— begin SOURCE —

The (Not-So-Secret) Secrets of 11 Great Chefs


“I’ve Got a Secret” was an old TV series, even before my time almost (1952-67) but then it was revived a couple of times in various formats which I never saw.  The schtick was that a panel tried to guess a contestant’s “secret.” The definition of secret was pretty broad but it was supposed to be amazing, unusual, humorous, or embarrassing.  The contestant could be a famous person or someone more like you or me.  I remember there was a lot of back and forth banter and that my parents liked the show a whole more than I did.

Maybe that’s because the secrets never seemed all that fascinating to me, or that’s how I remember it anyway.  A secret should be really that – deep, mysterious, intriguing.  The whole problem with that concept today is that there seem to be few secrets – everybody knows everything about everybody.  Thank you, internet.

Well, that’s not really totally true.  What if, I thought, what if I could ask some folks with a great talent anything I wanted.  Would they answer me?  And truthfully?

The answer to that burning question is yes.  It’s yes if you’re a great Kansas City chef.  I found that everyone I approached was willing to give me some answers to some scorching questions that I think all of us would like to know.  And though I can’t tell everything about every chef I talked to, I can tell you that in this very hard business, some of the men and women drawn to it who’ve persevered and succeeded in it, have some similarities and some differences. Quelle surprise as the French say.
So if you want to know what I’ve discovered, read on.  It may change how you view your next meal in any one of their fine restaurants and at the least, I bet there’s something in here you didn’t know.

Adverse or Modest?

I started out with the negative, or at least the humble, bit.  I asked, what aren’t you good at?  Yes, a sentence ending with a preposition.  Chef and owner Carl Thorne-Thomsen of Story answered simply, “Patience.”  Chef Leonice Ludwig of Porto do Sul was really upfront when she said she wasn’t good at dealing with unreasonable customers, because sometimes “they are not right.”  Chef Alejandro Diaz of the President’s (Hilton) Providence Restaurant said without hesitation he’s not great in public relations.  He definitely thinks it’s not about him, it’s about the food, which he’s happier to talk about.

— end SOURCE —

INSTRUCTION A:
Please answer these from the article on Kansas City chefs:
(i) In what years did the original "I've Got a Secret" run?
(ii) At which restaurant is Leonice Ludwig the chef?
(iii) What one-word reply did Carl Thorne-Thomsen give when asked what he isn't good at?
INSTRUCTION B: Resume the article on Kansas City chefs after its final sentence and carry it forward in the same voice.

— begin DATA SHOWN —

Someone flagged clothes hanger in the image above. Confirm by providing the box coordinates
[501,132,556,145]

— end DATA SHOWN —

EXERCISE OUTPUT A:
(i) 1952–67
(ii) Porto do Sul
(iii) "Patience."

EXERCISE OUTPUT B:
Some turned to food to answer this.  Chef/owner Colby Garrelts of Rye and Bluestem says he’s “terrible at pasta.  It’s a very simple food style which I overthink.” Chef Tony Gordon of Westside Local responded with the rather surprising answer of “Veggies.”  He admitted to being a picky eater as a kid and vegetables were not his favorite.  But he’s recovered – working with so many local farmers has made him appreciate the taste and quality of good vegetables and now he’s much more comfortable with pairing them with his entrees.  His mother would be proud.

But the big winner here for these experienced chefs was dessert.  Maybe not a surprise. Taylor Fluevog, Executive Chef at Sullivan’s Steakhouse, said that she’s lucky to have a talented sous-chef who has great finesse in constructing wonderful desserts.  Chef Brandon Winn at Webster House somewhat echoed that – his pastry chef does much that he’d rather not. Mano Rafael, co-owner and chef of Le Fou Frog, agrees with this, “. . . because you have to be a scientist and measure everything.  I also hate to work with sugar – it’s sticky and messy.”  Richard Ng of Bo Lings isn’t crazy about desserts either, saying he is not able to spend enough time on them.  And Bobby Stearns of Ophelia’s and Café Verona laughed as he remarked he still could use more practice on desserts, even though he makes them all the time.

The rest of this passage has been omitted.